Tarea breve 1: Transcriba del texto sobre las debilidades de EEUU como superpotencia el fragmento comprendido entre "2.1 Las guerras" y "con ciertas consecuencias.", ambos incluidos.

Texto extraído:
Podríamos comparar esto con una carrera de larga distancia en que compiten dos corredores. Uno de ellos, la URSS, se derrumba repentinamente por un infarto. El otro corredor, EEUU, llega a la meta y es el triunfador, pero eso no implica que esté mejor o igual de salud que al momento de partir, 45 años antes. Efectivamente, durante ese largo período, EEUU, como Estado, había tenido sus “problemas de salud”… aunque no mortales, como fue el caso de la Unión Soviética. Veamos algunos de ellos.

 

2.1 Las guerras y sus consecuencias

En 1975, por primera vez en la historia, EEUU –superpotencia militar jamás derrotada– perdió una guerra, la de Vietnam. Para peor, este resultado no fue simplemente militar, sino el subproducto de una enorme movilización de masas juvenil y popular en EEUU, que abrió una crisis política y también de sus fuerzas armadas.

Es verdad que este movimiento de masas contra la guerra, así como el movimiento de los derechos civiles de los afroamericanos que lo precedió, fueron luego en gran medida “reabsorbidos” por el sistema, pero no sin dar concesiones y hacer cambios con ciertas consecuencias.

Uno de ellos, de importancia geopolítica, fue el giro a un ejército exclusivamente profesional, un cambio facilitado por los avances tecnológicos en materia militar. Esto intenta evitar que se repita el rechazo popular a las futuras guerras, que en el caso de Vietnam había sido agudizado por el servicio militar obligatorio que golpeaba a las familias.

La profesionalización de las fuerzas armadas fue eficaz para evitar, en los casos de Irak y Afganistán, la repetición de protestas masivas. Pero no ha solucionado la paradoja de una gran potencia imperialista que tiene que evitar los envíos masivos de tropas en sus intervenciones y debe reemplazarlas con aviación, drones y tecnología. Este problema no parecen tenerlo mayormente sus actuales rivales, Rusia y China.

 

2.2 Del “American Dream” a la pesadilla de la globalización

No hay que subestimar el tema de las guerras ni, concretamente, el fracaso de la ventura geopolítica de Bush de colonización casi directa del “Gran Medio Oriente”. Pero hay otro factor tanto o más importante que esas guerras en sí mismas para explicar las inesperadas debilidades del imperialismo más poderoso, luego de quedar solo en la escena después de 1989-91.

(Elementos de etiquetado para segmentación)

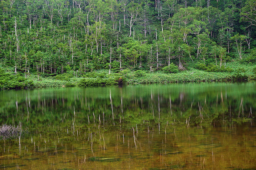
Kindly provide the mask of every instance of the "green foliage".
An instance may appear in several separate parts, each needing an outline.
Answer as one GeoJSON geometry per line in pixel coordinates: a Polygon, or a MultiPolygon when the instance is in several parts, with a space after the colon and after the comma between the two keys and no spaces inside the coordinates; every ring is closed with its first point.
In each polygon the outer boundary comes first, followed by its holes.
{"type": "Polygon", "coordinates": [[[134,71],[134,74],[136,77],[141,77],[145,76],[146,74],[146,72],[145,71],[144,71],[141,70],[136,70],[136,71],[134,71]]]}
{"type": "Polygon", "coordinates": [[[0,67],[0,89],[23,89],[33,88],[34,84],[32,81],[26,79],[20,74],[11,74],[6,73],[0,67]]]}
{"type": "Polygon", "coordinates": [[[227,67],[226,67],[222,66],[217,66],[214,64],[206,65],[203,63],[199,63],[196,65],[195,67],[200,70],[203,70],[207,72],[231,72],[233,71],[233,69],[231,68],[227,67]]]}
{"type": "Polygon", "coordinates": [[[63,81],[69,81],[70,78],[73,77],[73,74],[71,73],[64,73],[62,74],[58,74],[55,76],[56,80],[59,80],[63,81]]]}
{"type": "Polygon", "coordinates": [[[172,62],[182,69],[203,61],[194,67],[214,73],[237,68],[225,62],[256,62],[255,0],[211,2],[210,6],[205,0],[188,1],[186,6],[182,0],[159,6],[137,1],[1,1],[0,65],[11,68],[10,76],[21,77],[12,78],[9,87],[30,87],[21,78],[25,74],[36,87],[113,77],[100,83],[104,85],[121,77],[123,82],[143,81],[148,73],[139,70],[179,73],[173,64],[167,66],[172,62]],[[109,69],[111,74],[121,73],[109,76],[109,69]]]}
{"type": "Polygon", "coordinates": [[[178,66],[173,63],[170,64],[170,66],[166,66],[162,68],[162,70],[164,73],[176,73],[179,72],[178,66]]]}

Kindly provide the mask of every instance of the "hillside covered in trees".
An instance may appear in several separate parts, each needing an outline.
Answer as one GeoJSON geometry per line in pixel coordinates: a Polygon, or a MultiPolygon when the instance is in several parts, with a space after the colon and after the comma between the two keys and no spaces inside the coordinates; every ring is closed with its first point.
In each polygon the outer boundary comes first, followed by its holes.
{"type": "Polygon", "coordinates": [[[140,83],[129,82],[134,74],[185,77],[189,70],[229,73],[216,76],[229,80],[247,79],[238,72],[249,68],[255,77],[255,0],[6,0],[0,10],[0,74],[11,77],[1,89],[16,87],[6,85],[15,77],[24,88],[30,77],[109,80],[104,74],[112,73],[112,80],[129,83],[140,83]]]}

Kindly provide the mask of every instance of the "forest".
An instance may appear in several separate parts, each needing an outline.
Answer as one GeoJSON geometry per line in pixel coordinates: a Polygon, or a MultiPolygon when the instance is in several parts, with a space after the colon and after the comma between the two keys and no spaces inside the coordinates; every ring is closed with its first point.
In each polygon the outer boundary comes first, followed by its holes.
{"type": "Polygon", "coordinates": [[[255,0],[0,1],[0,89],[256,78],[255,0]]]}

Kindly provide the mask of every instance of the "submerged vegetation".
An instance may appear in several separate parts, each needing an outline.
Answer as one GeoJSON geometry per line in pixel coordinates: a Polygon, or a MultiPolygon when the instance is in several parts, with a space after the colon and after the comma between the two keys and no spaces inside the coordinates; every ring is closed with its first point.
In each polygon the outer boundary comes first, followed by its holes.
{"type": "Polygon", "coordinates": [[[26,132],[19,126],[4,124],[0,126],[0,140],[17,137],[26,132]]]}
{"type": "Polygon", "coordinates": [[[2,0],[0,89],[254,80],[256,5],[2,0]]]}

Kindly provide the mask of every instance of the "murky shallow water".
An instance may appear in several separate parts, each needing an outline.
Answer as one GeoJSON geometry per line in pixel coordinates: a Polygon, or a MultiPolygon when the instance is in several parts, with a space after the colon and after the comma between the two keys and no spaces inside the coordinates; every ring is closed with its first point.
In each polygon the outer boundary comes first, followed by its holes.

---

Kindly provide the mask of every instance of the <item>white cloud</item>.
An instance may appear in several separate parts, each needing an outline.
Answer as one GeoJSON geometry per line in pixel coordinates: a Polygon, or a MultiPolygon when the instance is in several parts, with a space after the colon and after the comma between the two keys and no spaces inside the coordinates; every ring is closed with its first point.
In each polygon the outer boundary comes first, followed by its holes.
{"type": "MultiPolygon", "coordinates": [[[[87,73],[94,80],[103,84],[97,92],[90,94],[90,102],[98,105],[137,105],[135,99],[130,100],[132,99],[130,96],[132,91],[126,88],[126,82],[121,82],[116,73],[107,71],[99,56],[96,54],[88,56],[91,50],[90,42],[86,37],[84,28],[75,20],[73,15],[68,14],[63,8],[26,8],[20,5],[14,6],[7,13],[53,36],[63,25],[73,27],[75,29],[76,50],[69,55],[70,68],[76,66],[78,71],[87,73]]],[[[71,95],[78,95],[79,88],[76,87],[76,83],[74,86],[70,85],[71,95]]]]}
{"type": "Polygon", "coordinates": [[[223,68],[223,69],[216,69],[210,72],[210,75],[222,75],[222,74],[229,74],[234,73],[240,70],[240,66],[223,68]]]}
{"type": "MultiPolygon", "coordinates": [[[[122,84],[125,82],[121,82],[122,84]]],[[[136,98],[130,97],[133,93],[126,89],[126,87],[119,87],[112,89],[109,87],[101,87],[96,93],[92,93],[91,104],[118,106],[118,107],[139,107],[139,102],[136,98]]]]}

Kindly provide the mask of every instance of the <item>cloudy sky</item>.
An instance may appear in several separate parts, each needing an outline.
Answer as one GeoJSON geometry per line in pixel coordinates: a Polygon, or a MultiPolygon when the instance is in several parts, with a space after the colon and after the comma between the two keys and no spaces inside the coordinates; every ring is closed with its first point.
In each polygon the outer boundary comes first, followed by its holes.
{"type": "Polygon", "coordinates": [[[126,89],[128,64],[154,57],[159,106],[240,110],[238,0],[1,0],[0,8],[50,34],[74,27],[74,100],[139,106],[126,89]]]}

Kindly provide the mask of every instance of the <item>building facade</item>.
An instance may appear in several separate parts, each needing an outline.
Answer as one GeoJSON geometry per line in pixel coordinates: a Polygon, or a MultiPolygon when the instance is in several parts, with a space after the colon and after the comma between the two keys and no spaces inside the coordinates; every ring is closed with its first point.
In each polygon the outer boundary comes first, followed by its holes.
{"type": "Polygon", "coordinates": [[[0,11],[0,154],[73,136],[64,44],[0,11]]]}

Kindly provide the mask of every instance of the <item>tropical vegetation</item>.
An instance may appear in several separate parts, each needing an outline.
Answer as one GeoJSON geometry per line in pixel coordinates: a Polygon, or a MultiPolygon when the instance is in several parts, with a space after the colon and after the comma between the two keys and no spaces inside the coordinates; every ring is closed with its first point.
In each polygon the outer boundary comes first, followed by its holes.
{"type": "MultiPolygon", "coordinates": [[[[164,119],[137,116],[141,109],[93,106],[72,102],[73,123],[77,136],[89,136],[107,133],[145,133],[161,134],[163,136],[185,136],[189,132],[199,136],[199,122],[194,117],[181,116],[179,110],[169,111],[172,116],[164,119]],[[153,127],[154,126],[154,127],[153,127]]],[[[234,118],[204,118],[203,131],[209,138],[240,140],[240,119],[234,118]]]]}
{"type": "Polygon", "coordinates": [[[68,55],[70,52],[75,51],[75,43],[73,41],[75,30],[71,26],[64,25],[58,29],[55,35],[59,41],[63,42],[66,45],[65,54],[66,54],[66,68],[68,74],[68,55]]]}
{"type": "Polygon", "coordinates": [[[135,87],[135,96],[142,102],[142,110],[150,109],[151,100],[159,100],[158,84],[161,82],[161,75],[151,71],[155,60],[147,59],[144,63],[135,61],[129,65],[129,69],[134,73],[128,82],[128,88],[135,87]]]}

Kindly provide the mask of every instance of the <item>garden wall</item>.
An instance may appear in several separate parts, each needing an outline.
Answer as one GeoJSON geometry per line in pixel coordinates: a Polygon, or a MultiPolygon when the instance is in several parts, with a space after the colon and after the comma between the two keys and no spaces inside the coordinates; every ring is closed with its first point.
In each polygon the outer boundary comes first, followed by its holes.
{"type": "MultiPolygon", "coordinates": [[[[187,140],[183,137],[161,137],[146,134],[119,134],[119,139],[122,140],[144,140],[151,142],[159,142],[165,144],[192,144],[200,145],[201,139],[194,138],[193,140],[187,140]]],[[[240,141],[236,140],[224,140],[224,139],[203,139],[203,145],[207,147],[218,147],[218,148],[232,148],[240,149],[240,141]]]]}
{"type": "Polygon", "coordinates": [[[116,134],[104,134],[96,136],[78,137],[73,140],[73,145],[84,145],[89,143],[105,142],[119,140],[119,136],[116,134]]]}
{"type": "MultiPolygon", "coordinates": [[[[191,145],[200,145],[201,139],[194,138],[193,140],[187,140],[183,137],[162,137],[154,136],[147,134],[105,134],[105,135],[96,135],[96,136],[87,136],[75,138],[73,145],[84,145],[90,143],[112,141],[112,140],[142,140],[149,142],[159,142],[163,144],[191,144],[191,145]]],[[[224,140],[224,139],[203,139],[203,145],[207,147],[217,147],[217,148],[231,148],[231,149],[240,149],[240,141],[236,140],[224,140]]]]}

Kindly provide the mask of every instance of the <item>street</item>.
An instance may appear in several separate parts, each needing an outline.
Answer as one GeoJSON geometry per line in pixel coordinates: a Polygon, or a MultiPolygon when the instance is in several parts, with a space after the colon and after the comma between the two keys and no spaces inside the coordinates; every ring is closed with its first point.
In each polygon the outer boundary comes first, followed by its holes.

--

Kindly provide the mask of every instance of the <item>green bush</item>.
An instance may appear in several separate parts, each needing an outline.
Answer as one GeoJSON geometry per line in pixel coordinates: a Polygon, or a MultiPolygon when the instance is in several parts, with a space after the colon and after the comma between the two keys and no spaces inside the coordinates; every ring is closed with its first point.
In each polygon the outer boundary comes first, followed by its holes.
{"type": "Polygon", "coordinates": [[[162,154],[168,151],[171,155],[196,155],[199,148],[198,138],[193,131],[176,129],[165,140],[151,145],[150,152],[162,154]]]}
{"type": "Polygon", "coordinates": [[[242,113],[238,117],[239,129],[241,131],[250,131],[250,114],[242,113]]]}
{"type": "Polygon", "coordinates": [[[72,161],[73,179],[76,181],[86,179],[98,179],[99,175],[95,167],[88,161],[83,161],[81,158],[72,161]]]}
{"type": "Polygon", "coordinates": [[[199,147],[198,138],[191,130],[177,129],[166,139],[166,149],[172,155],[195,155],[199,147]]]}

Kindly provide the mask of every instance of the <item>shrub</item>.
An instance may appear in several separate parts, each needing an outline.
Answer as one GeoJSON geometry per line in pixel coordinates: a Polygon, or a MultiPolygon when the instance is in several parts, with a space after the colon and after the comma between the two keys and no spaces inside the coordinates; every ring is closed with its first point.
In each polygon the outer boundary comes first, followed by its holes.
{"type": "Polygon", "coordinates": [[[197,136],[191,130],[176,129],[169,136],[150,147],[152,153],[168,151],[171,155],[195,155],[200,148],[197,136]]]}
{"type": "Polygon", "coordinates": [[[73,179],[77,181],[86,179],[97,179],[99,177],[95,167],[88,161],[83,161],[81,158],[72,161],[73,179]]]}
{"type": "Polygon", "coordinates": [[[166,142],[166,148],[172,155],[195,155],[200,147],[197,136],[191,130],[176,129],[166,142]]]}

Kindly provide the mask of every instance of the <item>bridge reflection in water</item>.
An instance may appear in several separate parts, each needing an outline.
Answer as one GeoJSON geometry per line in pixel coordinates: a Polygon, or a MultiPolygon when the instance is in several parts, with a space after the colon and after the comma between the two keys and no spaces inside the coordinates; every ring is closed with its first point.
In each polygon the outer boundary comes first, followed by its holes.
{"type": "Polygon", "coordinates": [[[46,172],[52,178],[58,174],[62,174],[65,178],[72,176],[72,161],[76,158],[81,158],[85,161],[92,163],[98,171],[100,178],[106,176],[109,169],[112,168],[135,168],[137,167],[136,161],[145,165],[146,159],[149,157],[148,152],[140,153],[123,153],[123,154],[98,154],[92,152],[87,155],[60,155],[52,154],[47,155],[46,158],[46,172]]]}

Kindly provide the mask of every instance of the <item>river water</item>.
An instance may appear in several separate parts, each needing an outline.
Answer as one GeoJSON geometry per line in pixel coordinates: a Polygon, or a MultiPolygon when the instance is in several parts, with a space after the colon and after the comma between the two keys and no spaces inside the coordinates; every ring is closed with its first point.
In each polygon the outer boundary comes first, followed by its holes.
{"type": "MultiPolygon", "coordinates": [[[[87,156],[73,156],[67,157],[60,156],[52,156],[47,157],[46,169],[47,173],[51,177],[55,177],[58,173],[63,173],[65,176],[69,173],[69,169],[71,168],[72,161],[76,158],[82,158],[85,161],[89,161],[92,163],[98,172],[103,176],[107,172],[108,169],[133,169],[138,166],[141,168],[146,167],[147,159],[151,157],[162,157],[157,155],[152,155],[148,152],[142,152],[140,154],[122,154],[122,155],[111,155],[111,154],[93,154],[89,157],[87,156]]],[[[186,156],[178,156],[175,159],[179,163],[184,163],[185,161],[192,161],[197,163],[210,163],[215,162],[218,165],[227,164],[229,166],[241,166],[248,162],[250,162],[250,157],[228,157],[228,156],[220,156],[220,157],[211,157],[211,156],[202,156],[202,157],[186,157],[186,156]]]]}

Tarea breve 2: Reúna todas las líneas de los registros anteriores que contengan la palabra "vegetation".

Respuesta completa 1:
2.1 Las guerras y sus consecuencias

En 1975, por primera vez en la historia, EEUU –superpotencia militar jamás derrotada– perdió una guerra, la de Vietnam. Para peor, este resultado no fue simplemente militar, sino el subproducto de una enorme movilización de masas juvenil y popular en EEUU, que abrió una crisis política y también de sus fuerzas armadas.

Es verdad que este movimiento de masas contra la guerra, así como el movimiento de los derechos civiles de los afroamericanos que lo precedió, fueron luego en gran medida “reabsorbidos” por el sistema, pero no sin dar concesiones y hacer cambios con ciertas consecuencias.

Respuesta completa 2:
Kindly provide the mask of every instance of the "submerged vegetation".
Kindly provide the mask of every instance of the <item>tropical vegetation</item>.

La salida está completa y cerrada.